→ **EXCERPT TO READ**:
━━━━━━━━

If
the Dominican Republic had decided in 2013 to
nationalize its industries, announcing a deadline of
Jun. 17, 2015 for the expropriation of all foreign-owned
enterprises on its side of the island, it is unlikely
that the U.S. would throw its hands up and say nothing
could be done because the DR was a sovereign country. We
know it is unlikely, because the U.S. overthrew the
president on the other side of the island in 1991 and in
2004 for trying to raise the minimum wage. More likely,
there would be a regime change in the DR and a more
friendly government would be put in place, to much
celebration from U.S. elites and media.
But when a court in the DR pronounced "La
Sentencia" in 2013, stripping Dominicans – people
born in the DR to undocumented Haitian parents – of
citizenship, and the Dominican Congress established a
Jun. 17, 2015 deadline for these hundreds of thousands
of Dominicans of Haitian descent to establish residency
by navigating a bureaucratic labyrinth of unbelievable
complexity, U.S. officials mumbled their concern. Since
June, tens of thousands of Dominicans of Haitian descent
have left the DR. Greg Grandin,
writing in
The Nation,
has called it a "slow-motion, undercover pogrom." They
have left under threat of violence. They have accepted
"voluntary" deportation because their only alternative
was involuntary deportation. They are living in camps on
the border between Haiti and the DR, not unlike the
camps where hundreds of thousands of people were forced
to live after the 2010 earthquake in Haiti.
Displaced people living in camps have reached the
culmination of a process that renders them without power
or protection. The natural disaster of the earthquake
was prolonged and made vastly more deadly by Haiti's
lack of sovereignty. This completely engineered disaster
of deportation shows how Haiti's lack of sovereignty is
intertwined with the DR's.
Now that North American media have begun to publish on
the deportations, many of them discuss Haiti's invasion
of the DR in 1822. Historian Anna Ellner
helps make sense of this 19th
century history, and reveals it to be
completely distorted in most accounts. Ellner (whose
excellent blog post was linked by Grandin, who has also
helped maintain a focus on this issue) presents a
different history, one in which Haiti and the DR were
"siblings in a struggle for freedom."

━━━━━━━━

→ **SOURCE DATA**:
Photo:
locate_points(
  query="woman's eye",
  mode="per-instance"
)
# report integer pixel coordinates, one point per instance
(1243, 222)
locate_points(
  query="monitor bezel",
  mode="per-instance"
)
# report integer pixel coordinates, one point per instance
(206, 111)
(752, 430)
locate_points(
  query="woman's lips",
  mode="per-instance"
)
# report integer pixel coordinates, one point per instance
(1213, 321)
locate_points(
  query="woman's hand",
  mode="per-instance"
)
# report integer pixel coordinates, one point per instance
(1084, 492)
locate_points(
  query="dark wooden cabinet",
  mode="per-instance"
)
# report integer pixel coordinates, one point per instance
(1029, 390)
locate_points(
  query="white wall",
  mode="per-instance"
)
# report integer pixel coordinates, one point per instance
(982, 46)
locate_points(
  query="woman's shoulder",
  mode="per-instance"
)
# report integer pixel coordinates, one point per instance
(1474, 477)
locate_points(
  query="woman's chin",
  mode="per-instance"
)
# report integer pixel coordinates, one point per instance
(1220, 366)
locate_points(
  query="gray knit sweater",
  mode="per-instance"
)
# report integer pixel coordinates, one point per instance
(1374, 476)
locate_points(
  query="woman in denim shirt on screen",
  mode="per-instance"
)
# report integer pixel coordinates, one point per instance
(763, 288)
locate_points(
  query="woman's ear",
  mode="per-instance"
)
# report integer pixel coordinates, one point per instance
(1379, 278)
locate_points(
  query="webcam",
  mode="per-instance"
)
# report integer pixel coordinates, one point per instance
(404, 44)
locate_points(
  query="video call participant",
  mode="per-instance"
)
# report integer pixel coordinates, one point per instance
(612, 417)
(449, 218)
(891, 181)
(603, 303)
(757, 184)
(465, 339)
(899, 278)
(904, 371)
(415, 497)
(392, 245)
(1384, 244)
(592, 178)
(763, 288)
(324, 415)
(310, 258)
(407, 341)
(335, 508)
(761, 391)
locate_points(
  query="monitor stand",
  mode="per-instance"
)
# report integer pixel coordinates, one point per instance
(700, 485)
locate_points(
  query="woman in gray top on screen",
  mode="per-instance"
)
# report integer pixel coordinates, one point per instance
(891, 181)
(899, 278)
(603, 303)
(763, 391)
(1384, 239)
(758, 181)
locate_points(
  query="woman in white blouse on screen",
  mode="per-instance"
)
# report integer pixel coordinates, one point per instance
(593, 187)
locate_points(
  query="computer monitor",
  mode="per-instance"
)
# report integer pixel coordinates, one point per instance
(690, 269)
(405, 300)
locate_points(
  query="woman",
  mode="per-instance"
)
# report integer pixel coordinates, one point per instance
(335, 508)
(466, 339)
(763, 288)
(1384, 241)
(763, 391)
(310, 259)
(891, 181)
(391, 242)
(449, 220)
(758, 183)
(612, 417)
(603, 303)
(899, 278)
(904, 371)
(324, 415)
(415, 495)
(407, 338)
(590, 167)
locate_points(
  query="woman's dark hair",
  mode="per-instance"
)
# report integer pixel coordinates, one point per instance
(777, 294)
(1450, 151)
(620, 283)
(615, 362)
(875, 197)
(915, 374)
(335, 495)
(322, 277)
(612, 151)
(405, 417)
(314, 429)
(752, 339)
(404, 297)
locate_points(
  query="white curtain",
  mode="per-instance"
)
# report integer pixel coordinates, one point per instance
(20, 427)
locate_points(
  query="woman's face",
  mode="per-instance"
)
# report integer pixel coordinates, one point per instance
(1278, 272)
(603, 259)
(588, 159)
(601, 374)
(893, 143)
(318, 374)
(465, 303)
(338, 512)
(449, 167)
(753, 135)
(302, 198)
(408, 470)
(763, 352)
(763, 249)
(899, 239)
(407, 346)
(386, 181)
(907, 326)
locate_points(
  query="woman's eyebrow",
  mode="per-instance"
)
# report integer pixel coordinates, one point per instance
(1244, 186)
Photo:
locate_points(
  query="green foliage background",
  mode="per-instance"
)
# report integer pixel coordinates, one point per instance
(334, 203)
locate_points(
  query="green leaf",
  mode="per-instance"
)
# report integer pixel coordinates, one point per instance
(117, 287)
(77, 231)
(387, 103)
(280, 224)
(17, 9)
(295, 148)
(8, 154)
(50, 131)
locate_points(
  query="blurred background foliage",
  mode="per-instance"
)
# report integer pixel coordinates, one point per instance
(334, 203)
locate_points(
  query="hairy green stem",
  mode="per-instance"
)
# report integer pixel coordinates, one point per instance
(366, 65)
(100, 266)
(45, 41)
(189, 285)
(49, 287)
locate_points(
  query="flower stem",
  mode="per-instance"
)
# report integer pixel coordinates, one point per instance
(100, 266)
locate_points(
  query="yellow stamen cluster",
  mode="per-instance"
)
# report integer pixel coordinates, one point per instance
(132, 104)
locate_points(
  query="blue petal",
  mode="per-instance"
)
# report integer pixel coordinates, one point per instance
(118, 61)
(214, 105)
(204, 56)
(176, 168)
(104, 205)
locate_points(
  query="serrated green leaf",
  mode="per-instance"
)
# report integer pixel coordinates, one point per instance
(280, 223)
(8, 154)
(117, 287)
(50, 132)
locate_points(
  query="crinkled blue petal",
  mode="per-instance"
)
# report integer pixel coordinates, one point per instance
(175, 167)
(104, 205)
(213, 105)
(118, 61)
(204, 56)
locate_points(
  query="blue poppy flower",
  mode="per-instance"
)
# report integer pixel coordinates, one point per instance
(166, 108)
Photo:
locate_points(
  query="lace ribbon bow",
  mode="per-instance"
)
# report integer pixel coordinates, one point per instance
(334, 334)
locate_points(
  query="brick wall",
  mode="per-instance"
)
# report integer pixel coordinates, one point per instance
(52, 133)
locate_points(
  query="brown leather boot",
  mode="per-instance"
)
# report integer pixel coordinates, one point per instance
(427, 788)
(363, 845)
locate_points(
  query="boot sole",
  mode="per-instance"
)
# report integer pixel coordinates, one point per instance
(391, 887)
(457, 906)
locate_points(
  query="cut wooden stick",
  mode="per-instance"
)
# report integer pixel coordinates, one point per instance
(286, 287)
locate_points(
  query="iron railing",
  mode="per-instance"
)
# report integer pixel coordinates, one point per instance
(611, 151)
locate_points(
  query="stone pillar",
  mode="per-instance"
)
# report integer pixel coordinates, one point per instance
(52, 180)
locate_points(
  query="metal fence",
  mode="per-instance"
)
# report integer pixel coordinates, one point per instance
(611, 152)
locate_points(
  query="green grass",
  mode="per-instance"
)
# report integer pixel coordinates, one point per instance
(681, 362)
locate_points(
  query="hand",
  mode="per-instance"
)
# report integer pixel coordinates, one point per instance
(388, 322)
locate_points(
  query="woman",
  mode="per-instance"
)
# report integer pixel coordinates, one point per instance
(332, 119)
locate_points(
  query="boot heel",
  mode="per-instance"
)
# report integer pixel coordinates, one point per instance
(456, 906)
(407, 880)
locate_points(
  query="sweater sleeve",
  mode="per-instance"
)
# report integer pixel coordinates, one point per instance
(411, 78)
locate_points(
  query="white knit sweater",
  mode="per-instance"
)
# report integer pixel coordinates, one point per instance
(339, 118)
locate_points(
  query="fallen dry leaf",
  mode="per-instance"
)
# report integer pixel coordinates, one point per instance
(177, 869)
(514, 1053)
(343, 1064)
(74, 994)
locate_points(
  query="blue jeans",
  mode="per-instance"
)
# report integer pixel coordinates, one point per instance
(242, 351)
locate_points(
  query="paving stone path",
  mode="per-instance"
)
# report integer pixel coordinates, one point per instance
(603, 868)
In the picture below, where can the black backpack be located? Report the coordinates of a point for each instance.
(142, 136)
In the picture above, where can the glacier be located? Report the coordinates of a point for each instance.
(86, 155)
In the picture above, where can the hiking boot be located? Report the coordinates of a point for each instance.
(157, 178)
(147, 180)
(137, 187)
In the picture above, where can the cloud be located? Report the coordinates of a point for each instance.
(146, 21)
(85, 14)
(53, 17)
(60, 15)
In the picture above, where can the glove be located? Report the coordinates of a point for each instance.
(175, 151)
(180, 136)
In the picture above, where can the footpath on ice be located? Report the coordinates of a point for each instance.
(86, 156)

━━━━━━━━

→ **WORK TO DO**:
#1 Find every line in the records that contains the word "knit", and copy each of those lines.
#2 Pick up the article on deportations from the Dominican Republic and keep writing it from its last sentence.

→ **EXERCISE ANSWERS**:
#1
  query="gray knit sweater",
  query="white knit sweater",

#2
If the two countries were siblings in a struggle for
freedom, it was a struggle against domination by the
U.S.. The U.S. invaded and occupied Haiti from
1915-1934, and the DR from 1916-1924. The U.S. supported
the Duvalier dictatorships that ruled Haiti from
1957-1986, and the Trujillo dictatorship that ruled the
DR from 1930-1961. One of Trujillo's most notorious acts
was the "Parsley massacre" of 1937, a genocidal campaign
against Haitians in the DR. The word "parsley" in
Spanish is perejil,
and prospective victims of the massacre would be made to
pronounce the word. If they pronounced it with a Haitian
accent, they were killed.
Trujillo's Parsley massacre was written about in
Dominican-American writer Junot Diaz's novel
The Brief Wondrous
Life of Oscar Wao, and in Haitian-American writer
Edwidge Danticat's novel
The Farming of
Bones. Diaz and Danticat have been writing and
speaking out about the
deportations, both in 2013 and in recent
months. In June, Danticat called it "a humanitarian
crisis ready to happen." Diaz asked: “What happens when
a government basically green-lights your most primitive,
fucked up xenophobia?”
Mark Philips,
writing from the border last
month, describes what "voluntary deportation"
is looking like:
“On the DR side of the border, we observed a
cargo truck — previously used to transport plantains —
pull up alongside one of the full school buses parked
nearby. We learned that the bus driver refused to
continue to Haiti and negotiated to have the cargo truck
carry the passengers the rest of the way to
Port-de-Paix, in the north of Haiti. The steel, open-air
truck box was dirty, smaller than the school bus and not
designed for carrying people, especially for hours in
the hot sun. Passengers yelled at the driver, saying
they were being treated like animals. A few women with
babies on their laps were then allowed to sit in the
front of the truck with the driver. All others,
including several small children, had to stand or sit on
their luggage in the back of the truck’s dusty steel
box. Several individuals had to hang off the sides of
the truck.
“This ride, as it turns out, was not provided by
the DR government. Nor was it free. Passengers told us
they paid the equivalent of up to $60, a large sum for
impoverished workers in the DR. To put it in
perspective, the next day the Haitian government pledged
relief funds to help those passing through the town of
Belladère that
work out to 110 Haitian gourdes,
or $2.15 per person.”
As for the humanitarian crisis "ready to happen"
in June:
it has begun to unfold
in the camps on the border.
U.S. influence over all of this is extremely
concrete - Todd Miller reported
in the Nation in 2013
that U.S. border agents work at the border and train
Dominican border agents.
North American journalists that have managed to
present simplistic and inaccurate versions of the 19th
century Haiti-DR relations were not, apparently, able to
dig up the much more recent and relevant history of the
destabilization of Haiti's elected government over a
period of years, starting in 2001, by paramilitary
forces operating from safety in the Dominican Republic,
culminating in an invasion that killed thousands and
overthrew the Haitian government in 2004. That
cross-border operation, too, could not have taken place
without U.S. sanction and assistance.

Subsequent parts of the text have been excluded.